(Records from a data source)
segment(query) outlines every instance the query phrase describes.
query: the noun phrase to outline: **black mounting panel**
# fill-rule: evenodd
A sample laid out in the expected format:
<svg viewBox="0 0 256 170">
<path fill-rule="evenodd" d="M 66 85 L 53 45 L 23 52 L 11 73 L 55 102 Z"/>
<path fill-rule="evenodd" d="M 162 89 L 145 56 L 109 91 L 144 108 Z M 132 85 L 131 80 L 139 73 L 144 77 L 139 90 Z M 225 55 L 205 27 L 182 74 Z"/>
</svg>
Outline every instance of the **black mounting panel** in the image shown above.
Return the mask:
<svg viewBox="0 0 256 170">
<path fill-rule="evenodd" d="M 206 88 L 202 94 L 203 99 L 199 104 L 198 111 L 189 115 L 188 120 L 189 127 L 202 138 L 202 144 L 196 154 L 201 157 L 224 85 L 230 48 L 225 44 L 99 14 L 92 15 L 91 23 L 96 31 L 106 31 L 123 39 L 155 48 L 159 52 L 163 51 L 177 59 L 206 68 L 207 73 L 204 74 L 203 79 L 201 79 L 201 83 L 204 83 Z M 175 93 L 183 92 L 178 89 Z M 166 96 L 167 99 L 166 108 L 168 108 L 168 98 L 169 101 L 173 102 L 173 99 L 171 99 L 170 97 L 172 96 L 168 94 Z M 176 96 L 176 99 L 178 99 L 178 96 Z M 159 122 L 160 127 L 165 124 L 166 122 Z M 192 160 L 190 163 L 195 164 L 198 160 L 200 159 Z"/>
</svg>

- _The task_:
Reproduce all of the records above, renaming "black mounting panel" to "gray mounting panel" everywhere it occurs and leaving every other character unchanged.

- _The reply_:
segment(query) outlines every instance the query phrase describes.
query: the noun phrase to outline: **gray mounting panel**
# fill-rule: evenodd
A sample laid out in the expected format:
<svg viewBox="0 0 256 170">
<path fill-rule="evenodd" d="M 66 85 L 53 45 L 23 52 L 11 73 L 55 102 Z"/>
<path fill-rule="evenodd" d="M 162 89 L 145 56 L 109 91 L 144 108 Z M 132 85 L 131 80 L 139 73 L 144 77 L 139 90 Z M 225 55 L 205 27 L 182 74 Z"/>
</svg>
Outline every instance of the **gray mounting panel** in the image shown above.
Return the mask:
<svg viewBox="0 0 256 170">
<path fill-rule="evenodd" d="M 206 88 L 202 94 L 203 99 L 199 104 L 198 111 L 189 115 L 188 120 L 189 127 L 202 138 L 202 144 L 196 154 L 201 157 L 224 85 L 230 48 L 225 44 L 99 14 L 92 15 L 91 23 L 96 31 L 106 31 L 123 39 L 155 48 L 159 52 L 163 51 L 177 59 L 206 68 L 207 73 L 204 74 L 203 79 L 201 79 L 201 83 L 204 83 Z M 175 93 L 183 92 L 178 89 Z M 166 96 L 167 99 L 166 108 L 168 108 L 168 98 L 169 101 L 173 102 L 173 99 L 171 99 L 170 97 L 172 96 L 168 94 Z M 176 96 L 176 99 L 178 99 L 178 96 Z M 159 122 L 160 127 L 165 124 L 166 122 Z M 192 160 L 190 163 L 195 164 L 198 160 L 200 159 Z"/>
</svg>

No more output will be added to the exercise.